ACTION ITEM: Somewhere below is a line with "Phrase: balcony railing" and, later, a line with "like [79, 95]."; repeat those two lines and all the lines between them, exactly as they are.

___ SUPPLIED INFORMATION ___

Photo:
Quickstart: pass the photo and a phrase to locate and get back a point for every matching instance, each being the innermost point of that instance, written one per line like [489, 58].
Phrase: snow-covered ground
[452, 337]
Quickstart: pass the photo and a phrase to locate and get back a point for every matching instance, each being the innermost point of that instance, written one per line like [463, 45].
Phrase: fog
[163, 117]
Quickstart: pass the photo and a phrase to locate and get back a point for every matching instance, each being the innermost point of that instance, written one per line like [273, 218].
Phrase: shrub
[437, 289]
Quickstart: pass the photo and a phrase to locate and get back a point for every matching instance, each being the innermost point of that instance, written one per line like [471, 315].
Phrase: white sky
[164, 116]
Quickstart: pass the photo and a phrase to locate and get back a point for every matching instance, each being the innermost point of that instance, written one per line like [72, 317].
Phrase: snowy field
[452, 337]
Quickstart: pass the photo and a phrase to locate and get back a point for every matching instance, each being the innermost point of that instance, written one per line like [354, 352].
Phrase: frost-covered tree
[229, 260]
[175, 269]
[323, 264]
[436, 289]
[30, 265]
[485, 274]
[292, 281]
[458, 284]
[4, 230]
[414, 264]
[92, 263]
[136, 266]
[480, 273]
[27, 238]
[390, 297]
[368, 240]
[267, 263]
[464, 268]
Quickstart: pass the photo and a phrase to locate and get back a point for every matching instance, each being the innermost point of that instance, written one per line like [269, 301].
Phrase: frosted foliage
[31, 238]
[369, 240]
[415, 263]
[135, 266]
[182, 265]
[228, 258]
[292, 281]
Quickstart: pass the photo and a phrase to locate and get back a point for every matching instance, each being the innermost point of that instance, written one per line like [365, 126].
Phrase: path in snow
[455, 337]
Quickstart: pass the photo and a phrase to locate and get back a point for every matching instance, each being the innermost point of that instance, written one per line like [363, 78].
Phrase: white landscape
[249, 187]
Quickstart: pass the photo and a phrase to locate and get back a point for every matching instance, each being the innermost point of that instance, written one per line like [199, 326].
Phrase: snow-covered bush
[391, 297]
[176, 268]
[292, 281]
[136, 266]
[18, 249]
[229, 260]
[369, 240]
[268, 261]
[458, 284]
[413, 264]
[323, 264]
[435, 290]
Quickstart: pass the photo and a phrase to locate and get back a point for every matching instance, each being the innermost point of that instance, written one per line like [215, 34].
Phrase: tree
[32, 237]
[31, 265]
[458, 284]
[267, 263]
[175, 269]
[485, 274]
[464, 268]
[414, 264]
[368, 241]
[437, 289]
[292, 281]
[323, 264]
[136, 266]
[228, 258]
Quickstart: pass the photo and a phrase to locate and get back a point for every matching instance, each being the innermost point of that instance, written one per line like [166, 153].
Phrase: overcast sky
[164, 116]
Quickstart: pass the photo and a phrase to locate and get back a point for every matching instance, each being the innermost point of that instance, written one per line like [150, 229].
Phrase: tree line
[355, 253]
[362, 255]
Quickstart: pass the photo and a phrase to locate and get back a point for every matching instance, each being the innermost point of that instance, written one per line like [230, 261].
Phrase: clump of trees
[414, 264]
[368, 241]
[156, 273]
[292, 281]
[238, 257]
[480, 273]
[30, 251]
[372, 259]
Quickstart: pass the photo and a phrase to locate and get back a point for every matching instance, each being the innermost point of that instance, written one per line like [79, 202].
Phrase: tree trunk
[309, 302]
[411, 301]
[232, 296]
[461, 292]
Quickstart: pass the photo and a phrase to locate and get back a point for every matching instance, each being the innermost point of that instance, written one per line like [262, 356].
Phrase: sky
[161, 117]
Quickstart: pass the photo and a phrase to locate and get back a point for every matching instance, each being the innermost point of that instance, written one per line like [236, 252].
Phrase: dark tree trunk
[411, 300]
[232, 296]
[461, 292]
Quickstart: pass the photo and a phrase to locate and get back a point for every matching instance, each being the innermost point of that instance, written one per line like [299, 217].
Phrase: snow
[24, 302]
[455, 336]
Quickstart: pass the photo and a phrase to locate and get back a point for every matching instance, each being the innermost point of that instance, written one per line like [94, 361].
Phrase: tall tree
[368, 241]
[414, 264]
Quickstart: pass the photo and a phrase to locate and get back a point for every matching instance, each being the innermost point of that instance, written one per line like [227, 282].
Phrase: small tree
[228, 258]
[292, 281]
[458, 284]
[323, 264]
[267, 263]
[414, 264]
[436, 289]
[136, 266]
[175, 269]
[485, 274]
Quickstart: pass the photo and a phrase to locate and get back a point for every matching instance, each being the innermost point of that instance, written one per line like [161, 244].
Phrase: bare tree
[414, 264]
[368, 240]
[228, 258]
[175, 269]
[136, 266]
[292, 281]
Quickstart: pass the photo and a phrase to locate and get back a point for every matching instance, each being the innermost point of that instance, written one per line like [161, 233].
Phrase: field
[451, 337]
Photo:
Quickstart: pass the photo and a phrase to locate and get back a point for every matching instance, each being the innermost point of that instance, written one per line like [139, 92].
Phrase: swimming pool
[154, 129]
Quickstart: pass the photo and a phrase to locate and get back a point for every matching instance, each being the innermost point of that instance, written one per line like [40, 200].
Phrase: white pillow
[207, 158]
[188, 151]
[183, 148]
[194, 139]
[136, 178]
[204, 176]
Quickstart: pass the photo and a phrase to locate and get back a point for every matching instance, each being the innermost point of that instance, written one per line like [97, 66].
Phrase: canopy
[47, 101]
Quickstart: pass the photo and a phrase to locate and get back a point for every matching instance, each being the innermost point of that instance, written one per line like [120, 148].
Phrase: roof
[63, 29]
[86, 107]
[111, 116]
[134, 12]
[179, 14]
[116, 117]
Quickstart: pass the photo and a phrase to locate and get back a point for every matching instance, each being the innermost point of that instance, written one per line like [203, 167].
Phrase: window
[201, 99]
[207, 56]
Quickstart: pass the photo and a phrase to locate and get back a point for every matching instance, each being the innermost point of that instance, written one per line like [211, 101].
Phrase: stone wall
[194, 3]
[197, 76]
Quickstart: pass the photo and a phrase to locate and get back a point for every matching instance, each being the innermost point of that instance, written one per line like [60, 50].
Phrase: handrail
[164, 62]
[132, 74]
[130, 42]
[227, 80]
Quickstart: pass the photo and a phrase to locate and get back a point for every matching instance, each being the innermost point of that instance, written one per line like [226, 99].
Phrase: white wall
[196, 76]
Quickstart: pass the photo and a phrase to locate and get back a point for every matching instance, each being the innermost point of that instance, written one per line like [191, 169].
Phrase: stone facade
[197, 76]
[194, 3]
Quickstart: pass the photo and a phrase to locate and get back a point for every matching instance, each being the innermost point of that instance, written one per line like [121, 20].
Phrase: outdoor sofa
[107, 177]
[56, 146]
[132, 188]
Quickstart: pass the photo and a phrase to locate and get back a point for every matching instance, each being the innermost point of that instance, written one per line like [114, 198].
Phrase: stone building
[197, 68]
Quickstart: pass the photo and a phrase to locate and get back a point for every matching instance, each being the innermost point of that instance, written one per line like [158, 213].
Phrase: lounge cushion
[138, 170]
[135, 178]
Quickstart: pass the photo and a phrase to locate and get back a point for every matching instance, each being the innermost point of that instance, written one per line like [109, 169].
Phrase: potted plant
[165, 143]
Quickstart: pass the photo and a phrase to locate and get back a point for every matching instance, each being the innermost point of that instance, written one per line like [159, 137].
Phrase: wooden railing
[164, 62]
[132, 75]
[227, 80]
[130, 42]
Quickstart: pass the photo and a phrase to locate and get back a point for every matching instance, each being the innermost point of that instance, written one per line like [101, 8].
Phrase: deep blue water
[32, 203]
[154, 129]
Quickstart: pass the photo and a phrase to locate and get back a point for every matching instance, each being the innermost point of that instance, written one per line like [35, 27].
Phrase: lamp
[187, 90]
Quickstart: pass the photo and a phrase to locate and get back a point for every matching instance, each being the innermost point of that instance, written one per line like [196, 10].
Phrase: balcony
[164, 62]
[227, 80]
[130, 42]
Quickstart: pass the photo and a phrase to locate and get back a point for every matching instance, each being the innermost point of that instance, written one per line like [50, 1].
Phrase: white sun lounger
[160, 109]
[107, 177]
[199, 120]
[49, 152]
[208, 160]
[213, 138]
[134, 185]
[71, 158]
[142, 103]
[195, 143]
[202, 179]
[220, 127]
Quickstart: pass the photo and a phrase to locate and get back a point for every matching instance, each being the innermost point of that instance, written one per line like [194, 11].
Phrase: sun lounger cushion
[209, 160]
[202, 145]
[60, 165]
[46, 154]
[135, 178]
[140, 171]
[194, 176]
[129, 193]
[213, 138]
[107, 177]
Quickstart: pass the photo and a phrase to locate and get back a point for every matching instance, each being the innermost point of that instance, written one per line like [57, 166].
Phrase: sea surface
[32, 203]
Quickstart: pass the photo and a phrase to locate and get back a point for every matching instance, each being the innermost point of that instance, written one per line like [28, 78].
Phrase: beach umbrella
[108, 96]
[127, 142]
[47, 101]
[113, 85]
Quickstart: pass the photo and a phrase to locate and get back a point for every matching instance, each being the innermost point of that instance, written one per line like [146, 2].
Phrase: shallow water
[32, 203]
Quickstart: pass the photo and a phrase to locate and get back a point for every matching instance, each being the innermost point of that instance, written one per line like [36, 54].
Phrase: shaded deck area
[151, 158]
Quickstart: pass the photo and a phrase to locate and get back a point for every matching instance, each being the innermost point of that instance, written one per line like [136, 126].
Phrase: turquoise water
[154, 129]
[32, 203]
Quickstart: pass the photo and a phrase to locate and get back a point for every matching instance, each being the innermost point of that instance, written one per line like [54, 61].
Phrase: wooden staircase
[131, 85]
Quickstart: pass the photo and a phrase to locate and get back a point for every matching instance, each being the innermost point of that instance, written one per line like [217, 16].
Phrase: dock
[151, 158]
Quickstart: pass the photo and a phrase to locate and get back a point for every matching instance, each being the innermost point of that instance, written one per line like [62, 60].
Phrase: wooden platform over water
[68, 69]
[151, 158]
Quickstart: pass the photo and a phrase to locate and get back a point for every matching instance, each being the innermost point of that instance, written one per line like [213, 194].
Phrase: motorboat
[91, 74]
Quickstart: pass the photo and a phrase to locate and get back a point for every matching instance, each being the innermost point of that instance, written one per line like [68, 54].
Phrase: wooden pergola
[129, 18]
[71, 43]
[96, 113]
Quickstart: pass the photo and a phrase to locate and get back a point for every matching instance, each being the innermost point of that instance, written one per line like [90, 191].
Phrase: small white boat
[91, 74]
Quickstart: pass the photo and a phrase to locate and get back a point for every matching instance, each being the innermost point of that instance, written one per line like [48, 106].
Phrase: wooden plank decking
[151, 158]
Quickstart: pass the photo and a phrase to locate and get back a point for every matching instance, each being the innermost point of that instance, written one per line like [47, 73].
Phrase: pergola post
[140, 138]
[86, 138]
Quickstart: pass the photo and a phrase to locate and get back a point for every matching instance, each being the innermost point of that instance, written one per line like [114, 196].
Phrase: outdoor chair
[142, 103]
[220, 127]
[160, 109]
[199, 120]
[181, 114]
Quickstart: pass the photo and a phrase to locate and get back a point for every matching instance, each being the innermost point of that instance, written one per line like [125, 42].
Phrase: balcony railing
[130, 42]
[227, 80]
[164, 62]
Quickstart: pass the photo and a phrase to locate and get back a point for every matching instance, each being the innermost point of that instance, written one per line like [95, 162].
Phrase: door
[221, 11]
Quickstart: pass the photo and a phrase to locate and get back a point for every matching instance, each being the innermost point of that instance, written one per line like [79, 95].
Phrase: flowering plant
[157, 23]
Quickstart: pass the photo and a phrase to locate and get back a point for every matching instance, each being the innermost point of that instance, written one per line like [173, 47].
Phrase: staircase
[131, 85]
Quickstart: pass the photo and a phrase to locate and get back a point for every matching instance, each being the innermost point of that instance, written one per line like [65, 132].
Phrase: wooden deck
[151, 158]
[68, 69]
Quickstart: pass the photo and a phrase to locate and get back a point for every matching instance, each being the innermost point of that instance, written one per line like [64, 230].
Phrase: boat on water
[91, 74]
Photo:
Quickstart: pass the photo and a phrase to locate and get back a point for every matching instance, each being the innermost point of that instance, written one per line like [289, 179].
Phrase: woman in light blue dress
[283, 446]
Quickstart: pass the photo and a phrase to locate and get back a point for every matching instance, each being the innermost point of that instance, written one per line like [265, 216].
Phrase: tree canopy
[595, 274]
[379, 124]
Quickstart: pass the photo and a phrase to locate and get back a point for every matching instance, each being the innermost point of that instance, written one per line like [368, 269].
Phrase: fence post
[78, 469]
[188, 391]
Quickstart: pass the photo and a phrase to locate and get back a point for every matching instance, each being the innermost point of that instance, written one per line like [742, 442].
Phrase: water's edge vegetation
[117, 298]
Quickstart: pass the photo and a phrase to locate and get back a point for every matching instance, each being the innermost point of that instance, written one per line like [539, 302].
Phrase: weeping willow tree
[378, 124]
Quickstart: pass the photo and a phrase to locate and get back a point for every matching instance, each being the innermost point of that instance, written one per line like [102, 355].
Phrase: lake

___

SOLUTION FOR THIS PROBLEM:
Phrase: balcony railing
[130, 42]
[227, 80]
[164, 62]
Quickstart: pass the photo and a phrase to locate and get back a point for every matching instance, each being the innermost point of that instance, written one per line like [95, 162].
Phrase: door
[221, 11]
Quickstart: pass the photo and a phrase to locate and get back a point for every matching instance, each being the innermost point of that instance, written one per line like [79, 95].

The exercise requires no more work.